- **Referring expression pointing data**
■ ■ ■
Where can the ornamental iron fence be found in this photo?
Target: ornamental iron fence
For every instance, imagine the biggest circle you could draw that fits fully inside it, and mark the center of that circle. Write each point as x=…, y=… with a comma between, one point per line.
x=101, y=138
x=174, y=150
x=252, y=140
■ ■ ■
- **Exercise requirements**
Your job is to copy out every line from the records above that has the word "iron".

- **Task answer**
Where can the ornamental iron fence be found in this photo?
Target: ornamental iron fence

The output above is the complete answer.